▸ **Your assignment**: Below are the records. List every line holding the word "post".
Given data Start Marker
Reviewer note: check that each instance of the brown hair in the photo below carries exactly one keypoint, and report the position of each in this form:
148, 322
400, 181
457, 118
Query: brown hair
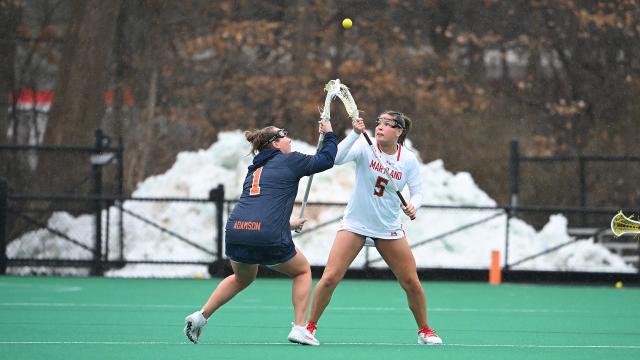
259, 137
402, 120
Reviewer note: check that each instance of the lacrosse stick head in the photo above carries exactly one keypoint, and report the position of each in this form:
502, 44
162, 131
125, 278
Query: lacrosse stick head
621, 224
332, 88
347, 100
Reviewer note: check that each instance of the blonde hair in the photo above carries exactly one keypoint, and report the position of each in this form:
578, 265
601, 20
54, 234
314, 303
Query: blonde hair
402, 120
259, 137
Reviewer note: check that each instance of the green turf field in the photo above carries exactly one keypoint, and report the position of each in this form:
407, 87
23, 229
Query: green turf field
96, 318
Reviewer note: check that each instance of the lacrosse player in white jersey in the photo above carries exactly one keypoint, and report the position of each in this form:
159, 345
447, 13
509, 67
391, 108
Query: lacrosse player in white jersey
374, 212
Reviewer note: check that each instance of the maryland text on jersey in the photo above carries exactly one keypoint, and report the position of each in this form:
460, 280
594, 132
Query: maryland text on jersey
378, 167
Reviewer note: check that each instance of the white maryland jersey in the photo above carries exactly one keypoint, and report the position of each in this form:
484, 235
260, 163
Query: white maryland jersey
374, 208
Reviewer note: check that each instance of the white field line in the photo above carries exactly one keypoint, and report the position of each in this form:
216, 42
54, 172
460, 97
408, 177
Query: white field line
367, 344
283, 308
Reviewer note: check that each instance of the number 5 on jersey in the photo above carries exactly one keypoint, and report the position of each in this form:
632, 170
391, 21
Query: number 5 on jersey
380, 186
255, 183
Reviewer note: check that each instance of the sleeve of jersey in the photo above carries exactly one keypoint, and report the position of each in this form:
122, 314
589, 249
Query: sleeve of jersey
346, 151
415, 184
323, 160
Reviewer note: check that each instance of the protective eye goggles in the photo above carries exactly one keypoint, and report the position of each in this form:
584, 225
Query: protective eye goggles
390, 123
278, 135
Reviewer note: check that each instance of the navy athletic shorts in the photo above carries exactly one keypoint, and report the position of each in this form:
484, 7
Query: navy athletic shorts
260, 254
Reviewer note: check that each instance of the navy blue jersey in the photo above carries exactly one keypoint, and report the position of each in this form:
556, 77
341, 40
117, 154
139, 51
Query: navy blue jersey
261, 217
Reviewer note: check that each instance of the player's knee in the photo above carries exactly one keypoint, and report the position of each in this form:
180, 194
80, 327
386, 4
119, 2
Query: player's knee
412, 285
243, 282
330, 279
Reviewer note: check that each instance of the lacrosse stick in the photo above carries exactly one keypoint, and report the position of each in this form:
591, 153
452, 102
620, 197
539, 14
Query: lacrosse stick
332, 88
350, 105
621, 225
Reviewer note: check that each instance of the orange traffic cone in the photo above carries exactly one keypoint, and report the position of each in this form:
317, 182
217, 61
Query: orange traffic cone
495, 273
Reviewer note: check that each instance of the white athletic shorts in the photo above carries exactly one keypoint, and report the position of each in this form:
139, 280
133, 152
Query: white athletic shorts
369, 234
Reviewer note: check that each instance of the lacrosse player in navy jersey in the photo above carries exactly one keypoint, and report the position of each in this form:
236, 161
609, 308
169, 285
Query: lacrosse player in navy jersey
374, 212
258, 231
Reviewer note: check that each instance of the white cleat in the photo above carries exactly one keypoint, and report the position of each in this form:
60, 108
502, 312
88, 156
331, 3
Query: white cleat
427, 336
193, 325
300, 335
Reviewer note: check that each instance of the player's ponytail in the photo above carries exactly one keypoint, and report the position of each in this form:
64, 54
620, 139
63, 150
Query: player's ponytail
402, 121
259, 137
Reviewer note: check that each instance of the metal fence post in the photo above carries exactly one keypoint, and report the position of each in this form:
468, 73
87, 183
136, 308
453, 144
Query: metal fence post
Given data End Marker
▸ **Finished task**:
Reviewer note: check that each instance of the metal fence post in the photo above carries exactly one keypoint, and report the position of each in this form:
Query: metal fence post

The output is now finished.